» **Text shown**:
╭──
- Tiyani Tiyani
- Coordinates: 23°18′00″S 30°18′32″E﻿ / ﻿23.300°S 30.309°E
- Country: South Africa
- Province: Limpopo
- District: Vhembe
- Municipality: Makhado

Area
- • Total: 9.36 km^{2} (3.61 sq mi)

Population (2011)
- • Total: 9,715
- • Density: 1,040/km^{2} (2,690/sq mi)

Racial makeup (2011)
- • Black African: 99.7%
- • Coloured: 0.1%
- • Indian/Asian: 0.1%
- • Other: 0.1%

First languages (2011)
- • Tsonga: 96.5%
- • Other: 3.5%
- Time zone: UTC+2 (SAST)

= Tiyani =

Tiyani is a village situated on the banks of the Middle Letaba Dam in the Hlanganani District of the former Gazankulu homeland, which currently form part of the Vhembe District Municipality in the Limpopo province of South Africa.

Before Waterval (next to the Elim Hospital) was developed, Tiyani used to house the Hlanganani Regional court and the Hlanganani Police station. Today it houses the second Magistrate court in the former Hlanganani district, the New Tiyani Magistrate court, which was inaugurated in 2016 by the deputy minister of Justice and Constitutional development, Mr John Jeffrey. It replaced the now defunct Tiyani branch court, which was established in 1960. The Tiyani Branch Court was, for a short period (between 1982 and 2015), an outpost of Hlanganani Regional Court in Waterval, Elim. The Hlanganani Police station has remained at Tiyani, while the new Waterval Police Station, together with Hlanganani Regional court were established by the Gazankulu Administration at the Waterval township in 1980, next to the Elim Hospital.
╰──
» **Problem A**: Please reproduce, word for word, the part of the Tiyani text that opens with the words containing "- • Total: 9,715" and closes with "zone: UTC+2 (SAST)".
» **Problem B**: List every category in the racial makeup figures of the Tiyani text, each with its percentage.
» **Problem C**: Write the next part of the Tiyani text, picking up after its final sentence.

» **Extracted information**:
╭──
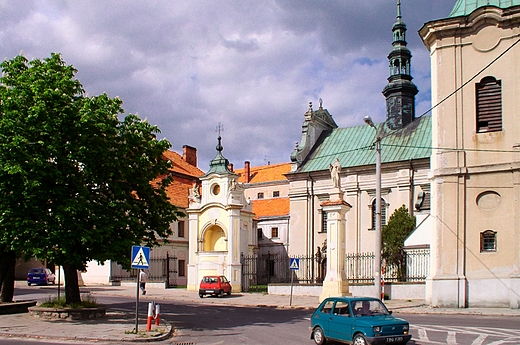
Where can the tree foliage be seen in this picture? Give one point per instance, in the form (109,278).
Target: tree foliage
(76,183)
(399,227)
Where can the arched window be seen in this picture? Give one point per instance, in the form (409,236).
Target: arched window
╰──
» **Exercise response A**:
- • Total: 9,715
- • Density: 1,040/km^{2} (2,690/sq mi)

Racial makeup (2011)
- • Black African: 99.7%
- • Coloured: 0.1%
- • Indian/Asian: 0.1%
- • Other: 0.1%

First languages (2011)
- • Tsonga: 96.5%
- • Other: 3.5%
- Time zone: UTC+2 (SAST)

» **Exercise response B**:
Black African: 99.7%
Coloured: 0.1%
Indian/Asian: 0.1%
Other: 0.1%

» **Exercise response C**:
Officially the settlement is known as Tiyani, but the area is popularly known (by both the Venda and Tsonga people) as Magoro and was named after a Venda Chief Magoro, who occupied the area before the Tsonga people arrived. The Tsonga people arrived here as refugees from Mozambique during the wars of Manukosi, also known as Soshangane. Forced removal of Venda people took place during the 1960s when Tiyani was declared a Tsonga area and incorporated into Gazankulu homeland. Magoro was also a site where a group of 60 Boer commandos, directed by Joao Albasini and Head chief of VaTsonga, Chief General Nwa-Manugu (the Commander in chief of Joao ), attacked its people, massacred more than 300 people and killed Chief Magoro's son. The military campaign was carried out because chief Magoro had refused to pay tax levied by Joao Albasini and because of his continued support for King Makhado.

==Borders of Tiyani==
Tiyani is bordered by Middle Letaba River on the south, Ntsuxi Village on the East, Ribungwani Village on the North, Masakona Village on the North West, Mamaila on the West and Olifantshoek (Holofani) on the South West.

==Sections of Tiyani==
Tiyani consists of different Chiefdom's who were placed in the area after the removal of Magoro. These are Chief Xihimu, Chief Mdono, Chief Manghove, Chief Mangurwani and Chief Nkanyani. The names of the original sections are derived from the Chiefs' names based on their sections of the settlement. Second generation sections were created with people from different chiefs - depending on which Chief granted permission for the stand owner, who would be a subject of that particular chief. The Second generation sections are Vata Fika, Tsema ra ha vona (pass-over before the sun sets, ghosts), Russia, Manyunyu, Hluvula Baji, Meke, Vayizamile and Wisa Galaza.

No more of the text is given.